Text-to-region grounding data:
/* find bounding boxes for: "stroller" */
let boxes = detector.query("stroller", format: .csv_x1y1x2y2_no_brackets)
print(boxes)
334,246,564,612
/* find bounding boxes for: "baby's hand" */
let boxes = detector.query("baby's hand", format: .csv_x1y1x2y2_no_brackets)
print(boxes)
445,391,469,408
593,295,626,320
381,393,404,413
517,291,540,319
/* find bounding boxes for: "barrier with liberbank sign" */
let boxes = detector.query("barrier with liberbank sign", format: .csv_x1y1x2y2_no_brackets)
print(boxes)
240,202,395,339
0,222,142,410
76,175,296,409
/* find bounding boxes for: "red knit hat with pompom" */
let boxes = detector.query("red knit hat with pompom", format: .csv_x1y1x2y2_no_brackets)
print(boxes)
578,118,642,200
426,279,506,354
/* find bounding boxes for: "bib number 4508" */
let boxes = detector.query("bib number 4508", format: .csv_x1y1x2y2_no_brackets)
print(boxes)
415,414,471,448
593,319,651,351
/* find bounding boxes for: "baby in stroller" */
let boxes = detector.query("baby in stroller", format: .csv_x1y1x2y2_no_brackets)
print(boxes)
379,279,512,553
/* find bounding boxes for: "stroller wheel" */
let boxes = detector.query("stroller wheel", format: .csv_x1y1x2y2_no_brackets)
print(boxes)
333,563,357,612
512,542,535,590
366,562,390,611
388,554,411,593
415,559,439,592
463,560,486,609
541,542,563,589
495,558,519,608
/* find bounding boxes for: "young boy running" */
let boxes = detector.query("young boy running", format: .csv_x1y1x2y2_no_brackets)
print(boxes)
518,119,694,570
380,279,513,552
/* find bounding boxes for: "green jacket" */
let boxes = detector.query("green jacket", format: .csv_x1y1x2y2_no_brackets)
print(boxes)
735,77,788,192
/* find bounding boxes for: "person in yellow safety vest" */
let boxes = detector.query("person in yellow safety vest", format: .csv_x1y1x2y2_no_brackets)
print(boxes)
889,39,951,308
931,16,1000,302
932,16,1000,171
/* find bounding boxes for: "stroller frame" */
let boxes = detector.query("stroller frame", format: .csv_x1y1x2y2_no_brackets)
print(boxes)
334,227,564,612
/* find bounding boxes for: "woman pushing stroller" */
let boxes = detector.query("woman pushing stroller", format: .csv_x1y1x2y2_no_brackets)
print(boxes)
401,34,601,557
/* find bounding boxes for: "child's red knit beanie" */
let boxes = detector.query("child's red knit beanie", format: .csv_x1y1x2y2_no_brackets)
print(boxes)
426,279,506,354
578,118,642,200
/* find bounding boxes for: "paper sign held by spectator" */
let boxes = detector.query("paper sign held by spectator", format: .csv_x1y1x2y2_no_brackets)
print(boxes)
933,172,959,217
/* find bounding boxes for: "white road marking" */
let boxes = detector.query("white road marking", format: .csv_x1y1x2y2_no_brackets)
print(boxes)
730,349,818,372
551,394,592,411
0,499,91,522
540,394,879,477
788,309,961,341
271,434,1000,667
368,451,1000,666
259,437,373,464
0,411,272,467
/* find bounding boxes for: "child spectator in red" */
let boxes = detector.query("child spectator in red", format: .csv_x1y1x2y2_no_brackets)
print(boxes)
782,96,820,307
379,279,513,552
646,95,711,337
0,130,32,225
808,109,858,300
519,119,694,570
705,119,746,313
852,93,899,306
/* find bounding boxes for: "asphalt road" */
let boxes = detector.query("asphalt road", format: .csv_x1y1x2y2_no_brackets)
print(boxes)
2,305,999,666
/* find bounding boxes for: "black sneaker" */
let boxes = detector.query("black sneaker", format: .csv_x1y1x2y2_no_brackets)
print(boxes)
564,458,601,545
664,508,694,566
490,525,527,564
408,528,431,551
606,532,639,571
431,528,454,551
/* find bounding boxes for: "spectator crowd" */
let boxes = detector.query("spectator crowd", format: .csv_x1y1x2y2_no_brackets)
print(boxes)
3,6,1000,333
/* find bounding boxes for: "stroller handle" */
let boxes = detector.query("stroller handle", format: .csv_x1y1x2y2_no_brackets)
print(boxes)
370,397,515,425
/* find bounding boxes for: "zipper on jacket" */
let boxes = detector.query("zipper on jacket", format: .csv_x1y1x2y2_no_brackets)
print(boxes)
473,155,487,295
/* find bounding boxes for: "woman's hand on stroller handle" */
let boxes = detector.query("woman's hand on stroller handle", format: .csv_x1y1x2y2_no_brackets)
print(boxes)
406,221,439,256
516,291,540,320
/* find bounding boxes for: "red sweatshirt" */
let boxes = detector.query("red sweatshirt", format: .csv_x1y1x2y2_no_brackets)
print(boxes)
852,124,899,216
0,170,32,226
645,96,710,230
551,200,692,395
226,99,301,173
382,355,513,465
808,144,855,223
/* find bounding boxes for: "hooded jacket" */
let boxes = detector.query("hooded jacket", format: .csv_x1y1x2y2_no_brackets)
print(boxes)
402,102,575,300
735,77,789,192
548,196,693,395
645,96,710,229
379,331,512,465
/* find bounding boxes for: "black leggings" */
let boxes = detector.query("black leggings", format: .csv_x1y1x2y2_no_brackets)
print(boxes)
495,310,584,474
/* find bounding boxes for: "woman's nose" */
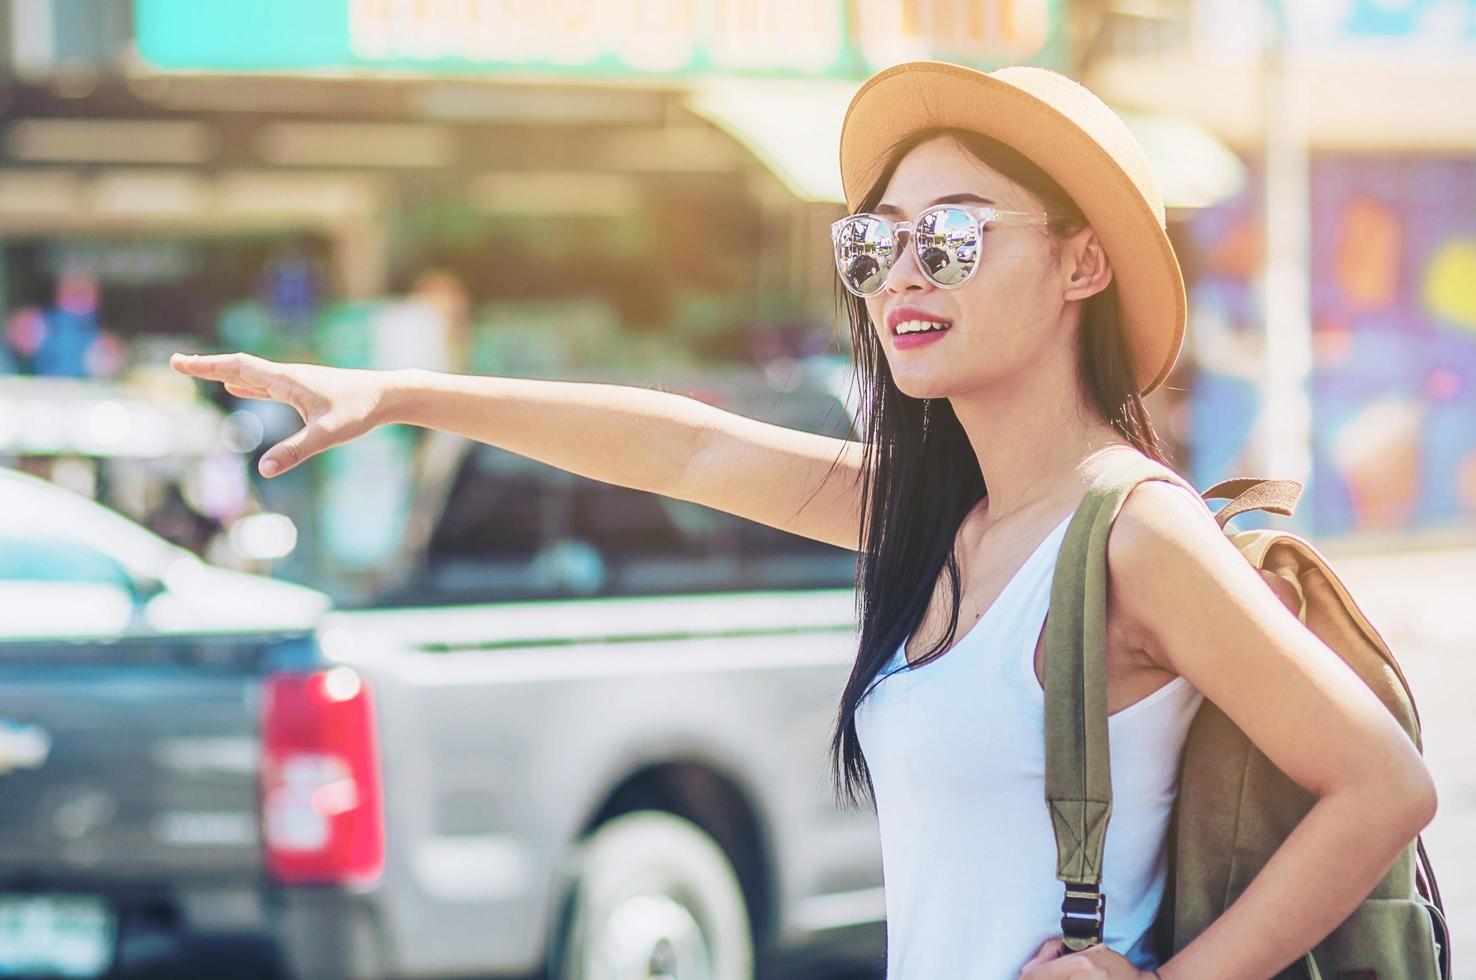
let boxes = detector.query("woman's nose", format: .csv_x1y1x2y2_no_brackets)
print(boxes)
883,233,930,294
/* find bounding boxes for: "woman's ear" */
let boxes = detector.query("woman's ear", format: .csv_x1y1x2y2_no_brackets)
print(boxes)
1060,227,1113,303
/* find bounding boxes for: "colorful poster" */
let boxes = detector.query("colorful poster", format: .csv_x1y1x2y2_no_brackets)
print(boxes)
1310,157,1476,537
1184,155,1476,538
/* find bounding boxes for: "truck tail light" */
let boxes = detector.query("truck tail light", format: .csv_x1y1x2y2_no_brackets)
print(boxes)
260,667,384,885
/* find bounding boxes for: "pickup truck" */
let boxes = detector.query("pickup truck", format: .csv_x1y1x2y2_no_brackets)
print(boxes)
0,366,888,979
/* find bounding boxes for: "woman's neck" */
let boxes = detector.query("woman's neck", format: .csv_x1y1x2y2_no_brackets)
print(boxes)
951,386,1135,528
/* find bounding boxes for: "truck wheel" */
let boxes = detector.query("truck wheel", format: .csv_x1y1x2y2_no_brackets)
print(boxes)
553,810,755,980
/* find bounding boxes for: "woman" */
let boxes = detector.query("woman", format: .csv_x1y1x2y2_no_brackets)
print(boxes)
171,62,1436,980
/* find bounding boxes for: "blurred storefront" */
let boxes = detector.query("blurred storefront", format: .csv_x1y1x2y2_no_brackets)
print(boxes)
0,0,1084,595
1,0,1267,596
1082,0,1476,545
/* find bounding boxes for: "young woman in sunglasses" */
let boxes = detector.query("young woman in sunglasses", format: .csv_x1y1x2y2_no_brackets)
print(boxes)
171,63,1436,980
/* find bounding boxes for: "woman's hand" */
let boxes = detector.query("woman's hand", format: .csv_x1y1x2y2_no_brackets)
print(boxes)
170,351,402,478
1018,938,1158,979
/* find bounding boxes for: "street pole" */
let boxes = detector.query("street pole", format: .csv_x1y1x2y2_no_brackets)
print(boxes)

» Exercise
Every last line above must be reproduced as written, and no pictures belong in the copy.

» Written answer
/* find bounding boxes for: "stroller" */
let boxes = detector.query("stroller", format: .csv_x1y1x2y2_no_brackets)
print(boxes)
334,246,564,612
/* find bounding boxes for: "baby's hand" */
let boxes = detector.query("baby's hand", format: .csv_x1y1x2y2_no_brackets)
print(boxes)
445,391,469,408
593,295,626,320
381,393,404,413
517,291,540,319
/* find bounding boxes for: "barrier with liberbank sign" */
let boxes = detector.query("barrier with liberbank sign", format: .csv_x1y1x2y2_no_brackets)
print(boxes)
240,202,395,339
0,222,142,410
76,175,296,409
/* find bounding boxes for: "red knit hat with pompom" */
let boxes = detector.query("red knit hat with pompom", format: .csv_x1y1x2y2_no_brackets)
print(boxes)
578,118,642,200
426,279,506,354
/* find bounding boxes for: "bib number 4508" */
let boxes = detector.query("bib number 4508", format: .csv_x1y1x2y2_no_brackets)
print(boxes)
415,414,471,448
593,319,651,351
/* find bounding boxes for: "baby in stroller" */
let boxes = detector.query("baby in stroller", format: .csv_x1y1x2y2_no_brackets)
print(boxes)
379,279,512,553
/* find bounding boxes for: "stroller wheel" */
let boxes = detector.query("stroller wheel", format: .csv_x1y1x2y2_no_brackets)
print(boxes)
333,563,357,612
512,542,535,590
366,562,390,611
388,554,411,593
415,559,439,592
463,560,486,609
541,542,563,589
495,558,519,608
/* find bounding boxes for: "young boy running" */
let boxes = detector.query("young boy running", format: .csv_x1y1x2y2_no_brackets)
print(boxes)
518,119,694,570
380,279,513,552
/* find bounding boxes for: "green jacket" */
let boxes = detector.query("green jacket", format: .csv_x1y1x2y2_no_brackets)
print(boxes)
735,77,788,192
/* find bounding boxes for: "person in yellow safety vest" */
let boxes = detector.query("person in yellow safety vest", format: .csv_x1y1x2y2_no_brackets)
print(boxes)
889,39,951,308
931,16,1000,302
932,16,1000,171
/* find bounding boxes for: "stroller frame" */
let boxes = detector.query("stroller frame", format: .csv_x1y1x2y2_no_brackets)
print(boxes)
334,227,564,612
/* find bounding boxes for: "woman pushing stroller" */
let boxes = detector.query("woman pushing stroller", format: .csv_x1y1x2y2_no_brackets)
print(boxes)
401,34,601,557
/* find bounding boxes for: "child's red knit beanie" */
let boxes = detector.query("child's red knit beanie", format: .csv_x1y1x2y2_no_brackets)
print(boxes)
426,279,506,354
578,118,642,200
/* find bounding boxes for: "paper sign held by spectator" */
let boxes = detector.query("paper sign held by spectator", format: .csv_x1y1x2y2_no_brackets)
print(boxes)
933,172,959,217
/* find bounding boxes for: "white road marking" */
let boxes = detector.query("white road marking", format: .csv_x1y1x2y2_no_brackets)
print(boxes)
730,349,818,372
551,394,592,411
0,499,91,522
540,394,879,477
788,309,961,341
271,434,1000,667
368,451,1000,666
259,437,373,464
0,411,272,467
/* find bounding boxes for: "child spectator in red" */
let boxes = detector.query("child spectator in red", format: .csv_x1y1x2y2_no_brackets)
print(boxes)
782,96,820,307
379,279,513,552
646,95,711,337
0,130,32,225
808,109,858,300
519,119,694,570
705,119,746,313
852,93,899,306
/* find bounding boxes for: "asphalt road" */
let boxes = detector.query("asphalt road", format: .csv_x1y1x2y2_no_brackets)
print(boxes)
2,305,999,666
/* find bounding boxes for: "black sneaker" */
let boxes = detector.query("black sneaker", format: .csv_x1y1x2y2_no_brackets)
print(boxes)
564,458,601,545
664,508,694,566
490,525,527,564
408,528,431,551
606,532,639,571
431,528,454,551
/* find bounding boxes for: "spectator crowd" */
let boxes = detector.query("spectator crowd", format: .csv_x1y1x2y2_no_brackets)
print(boxes)
3,6,1000,333
/* find bounding boxes for: "stroller handle" */
let boxes = detector.query("stroller handle", format: .csv_x1y1x2y2_no_brackets)
print(boxes)
370,397,515,425
/* find bounding boxes for: "zipper on jacket" */
let boxes = detector.query("zipper on jacket", format: .csv_x1y1x2y2_no_brackets)
print(boxes)
473,155,487,295
/* find bounding boxes for: "woman's hand on stroller handle" */
let boxes = detector.query("woman's hand on stroller handle", format: .csv_x1y1x2y2_no_brackets)
print(boxes)
406,221,439,256
516,291,540,320
/* find bounding boxes for: "red sweatshirt" */
let boxes = detector.query("red sweatshirt", format: .csv_x1y1x2y2_no_brackets)
print(boxes)
852,124,899,216
0,170,32,226
645,96,710,230
551,200,692,395
226,99,301,173
382,355,513,465
808,144,855,223
/* find bounding boxes for: "hooded jacket" */
let boxes = detector.query("hooded jacket", format: .csv_x1y1x2y2_no_brackets)
print(boxes)
402,102,575,300
735,77,789,192
548,196,693,395
645,96,710,229
379,331,512,465
/* find bounding boxes for: "black leggings" */
let boxes = detector.query("black leggings", format: .csv_x1y1x2y2_no_brackets)
print(boxes)
495,310,584,474
/* find bounding boxes for: "woman's nose" */
let boxes = detector.query("woman's nose", format: .csv_x1y1x2y2_no_brackets)
print(boxes)
883,233,930,294
/* find bounding boxes for: "woman's ear" */
let boxes = detector.query("woman's ear", format: .csv_x1y1x2y2_no_brackets)
print(boxes)
1060,227,1113,303
/* find bounding boxes for: "colorful poster" */
let boxes = detector.query("colorful poster", format: .csv_x1y1x2y2_no_brackets)
print(boxes)
1310,157,1476,537
1184,155,1476,538
/* find bounding boxes for: "truck tail light" */
let boxes = detector.query("truck tail light", format: .csv_x1y1x2y2_no_brackets)
print(boxes)
260,667,384,885
/* find bounding boxes for: "pickup truck" */
let boxes = detector.query("pickup truck", format: .csv_x1y1x2y2_no_brackets)
print(boxes)
0,366,888,979
/* find bounding boxes for: "woman's neck" */
let boxes = detector.query("woman's neck", format: .csv_x1y1x2y2_no_brackets)
print(boxes)
951,386,1135,528
/* find bounding boxes for: "truck wheel" */
let boxes = detector.query("truck wheel", format: .csv_x1y1x2y2_no_brackets)
print(boxes)
553,810,755,980
/* find bounding boxes for: "woman" */
let boxes = detector.query("woman", format: .csv_x1y1x2y2_no_brackets)
print(boxes)
171,62,1436,980
/* find bounding boxes for: "blurred storefront" */
let boxes = detector.query("blurred storefront", format: .csv_x1y1x2y2_no_brackets)
print(boxes)
0,0,1084,595
1,0,1267,596
1082,0,1476,545
/* find bounding boxes for: "young woman in sunglasses" */
let boxes = detector.query("young woman in sunglasses", format: .csv_x1y1x2y2_no_brackets)
print(boxes)
171,63,1436,980
/* find bounding boxes for: "woman's hand" */
let boxes = detector.query("woman's hand", format: .csv_x1y1x2y2_no_brackets)
print(boxes)
170,351,402,478
1018,938,1158,979
/* find bounding boxes for: "street pole" */
let boxes = detector.query("street pole", format: .csv_x1y1x2y2_no_brackets)
print(boxes)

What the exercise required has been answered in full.